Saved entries
=-=-=-=-=

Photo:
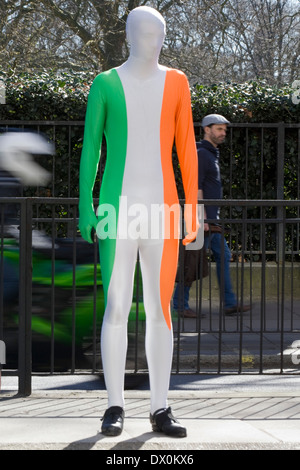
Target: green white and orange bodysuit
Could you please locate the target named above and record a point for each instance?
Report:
(140, 120)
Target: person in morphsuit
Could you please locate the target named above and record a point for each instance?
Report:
(140, 107)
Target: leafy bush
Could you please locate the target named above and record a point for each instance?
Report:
(248, 159)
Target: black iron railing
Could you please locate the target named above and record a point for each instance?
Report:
(51, 297)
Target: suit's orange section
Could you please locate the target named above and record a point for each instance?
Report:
(176, 120)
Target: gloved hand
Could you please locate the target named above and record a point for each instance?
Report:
(87, 222)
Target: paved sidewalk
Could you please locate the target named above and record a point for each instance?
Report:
(254, 412)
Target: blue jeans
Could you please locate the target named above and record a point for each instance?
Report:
(214, 242)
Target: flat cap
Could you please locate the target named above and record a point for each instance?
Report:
(214, 119)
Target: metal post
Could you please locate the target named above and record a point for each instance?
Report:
(25, 298)
(280, 188)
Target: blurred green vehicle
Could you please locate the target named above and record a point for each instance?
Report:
(67, 294)
(67, 308)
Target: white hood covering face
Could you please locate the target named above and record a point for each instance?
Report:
(16, 150)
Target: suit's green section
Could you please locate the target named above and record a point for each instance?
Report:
(106, 114)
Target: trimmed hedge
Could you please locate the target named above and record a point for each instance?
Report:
(248, 168)
(48, 96)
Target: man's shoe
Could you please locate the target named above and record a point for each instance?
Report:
(163, 421)
(113, 420)
(236, 309)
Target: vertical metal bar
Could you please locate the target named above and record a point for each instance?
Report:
(282, 293)
(280, 186)
(242, 286)
(137, 296)
(25, 298)
(95, 291)
(74, 261)
(52, 307)
(263, 290)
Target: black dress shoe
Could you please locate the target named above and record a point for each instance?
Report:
(163, 421)
(113, 420)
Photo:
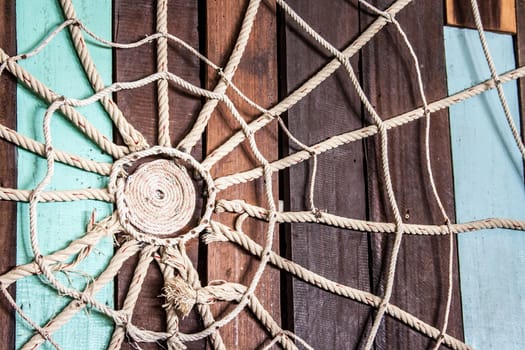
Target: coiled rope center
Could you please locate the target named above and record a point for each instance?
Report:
(156, 197)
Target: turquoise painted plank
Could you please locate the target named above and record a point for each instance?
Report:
(488, 180)
(59, 223)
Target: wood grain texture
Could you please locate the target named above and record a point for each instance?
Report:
(324, 320)
(496, 15)
(7, 168)
(488, 182)
(520, 55)
(58, 67)
(389, 80)
(256, 77)
(140, 108)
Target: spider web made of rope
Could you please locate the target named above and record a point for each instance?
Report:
(183, 289)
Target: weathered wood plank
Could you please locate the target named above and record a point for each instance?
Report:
(257, 77)
(496, 15)
(389, 79)
(488, 182)
(58, 67)
(140, 108)
(324, 320)
(7, 168)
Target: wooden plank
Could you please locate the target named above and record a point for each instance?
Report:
(59, 223)
(488, 182)
(496, 15)
(257, 77)
(7, 168)
(140, 108)
(389, 79)
(322, 319)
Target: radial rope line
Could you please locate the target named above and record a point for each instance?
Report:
(132, 138)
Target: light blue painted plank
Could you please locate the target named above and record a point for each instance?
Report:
(488, 182)
(59, 223)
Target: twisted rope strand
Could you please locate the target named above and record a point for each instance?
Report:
(205, 113)
(176, 259)
(360, 296)
(306, 88)
(38, 148)
(162, 66)
(131, 137)
(240, 207)
(368, 131)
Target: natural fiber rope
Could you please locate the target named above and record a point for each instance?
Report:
(162, 66)
(131, 137)
(169, 174)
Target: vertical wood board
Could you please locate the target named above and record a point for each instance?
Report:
(59, 223)
(7, 168)
(256, 76)
(520, 48)
(323, 319)
(389, 79)
(496, 15)
(488, 181)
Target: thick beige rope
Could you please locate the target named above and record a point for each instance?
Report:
(183, 289)
(162, 66)
(72, 114)
(224, 233)
(132, 138)
(324, 218)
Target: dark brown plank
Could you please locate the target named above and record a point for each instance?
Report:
(256, 77)
(7, 168)
(324, 320)
(520, 50)
(389, 80)
(496, 15)
(140, 108)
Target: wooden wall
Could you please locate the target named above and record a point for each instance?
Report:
(278, 59)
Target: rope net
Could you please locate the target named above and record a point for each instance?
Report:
(154, 196)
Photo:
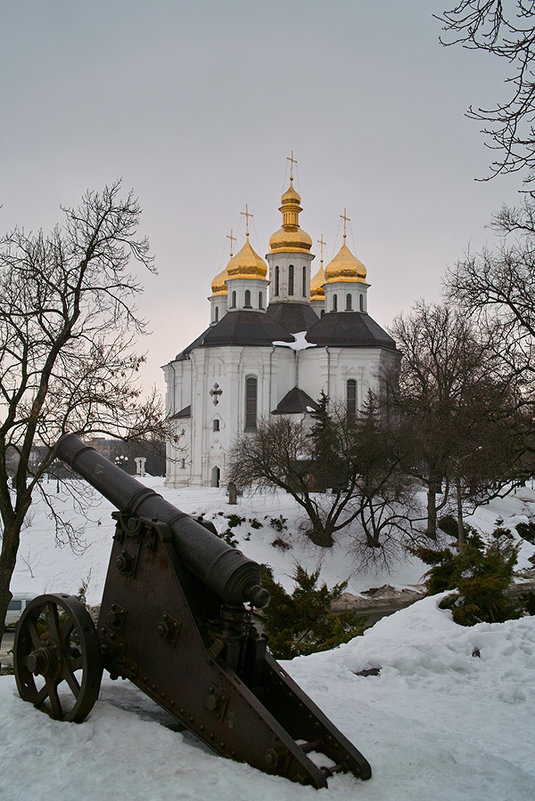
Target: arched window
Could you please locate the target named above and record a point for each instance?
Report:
(251, 388)
(215, 477)
(351, 399)
(290, 279)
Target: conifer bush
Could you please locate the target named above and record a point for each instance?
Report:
(303, 623)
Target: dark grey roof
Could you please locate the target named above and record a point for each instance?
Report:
(349, 330)
(293, 317)
(240, 328)
(185, 412)
(295, 402)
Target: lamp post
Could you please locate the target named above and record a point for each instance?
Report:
(458, 486)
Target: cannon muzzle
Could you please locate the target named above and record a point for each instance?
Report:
(225, 570)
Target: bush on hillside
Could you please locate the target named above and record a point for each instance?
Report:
(302, 623)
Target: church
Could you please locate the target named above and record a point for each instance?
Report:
(277, 337)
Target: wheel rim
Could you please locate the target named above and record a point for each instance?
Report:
(56, 657)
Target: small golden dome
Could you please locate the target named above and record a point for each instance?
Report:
(290, 237)
(345, 267)
(219, 286)
(316, 285)
(246, 264)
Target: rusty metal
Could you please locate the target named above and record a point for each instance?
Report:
(57, 657)
(174, 623)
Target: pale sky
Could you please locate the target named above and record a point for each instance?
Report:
(196, 105)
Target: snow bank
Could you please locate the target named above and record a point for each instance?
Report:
(436, 723)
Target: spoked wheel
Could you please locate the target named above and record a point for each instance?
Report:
(57, 658)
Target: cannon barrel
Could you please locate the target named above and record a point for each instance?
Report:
(225, 570)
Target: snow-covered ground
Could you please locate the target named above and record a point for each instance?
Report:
(436, 723)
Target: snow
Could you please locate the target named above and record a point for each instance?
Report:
(300, 342)
(435, 723)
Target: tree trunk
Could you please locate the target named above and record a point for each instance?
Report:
(8, 558)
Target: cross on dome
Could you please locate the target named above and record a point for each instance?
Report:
(292, 162)
(346, 219)
(232, 239)
(246, 214)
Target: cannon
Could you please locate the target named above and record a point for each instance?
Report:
(176, 619)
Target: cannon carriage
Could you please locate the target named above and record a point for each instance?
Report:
(175, 619)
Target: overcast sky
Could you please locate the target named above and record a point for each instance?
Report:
(196, 105)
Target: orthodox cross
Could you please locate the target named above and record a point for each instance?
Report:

=-=-=-=-=

WHAT YOU SHOULD DO: From the first line of the entries down to the line with "Target: leafy bush", print each line exactly; omit any picture.

TASK SOLUTION:
Photo:
Target: green white and orange bodysuit
Could you please locate the target named above and record a point for each instance?
Report:
(140, 120)
Target: person in morphsuit
Could you please locate the target named above and record a point for each instance?
Report:
(140, 107)
Target: leafy bush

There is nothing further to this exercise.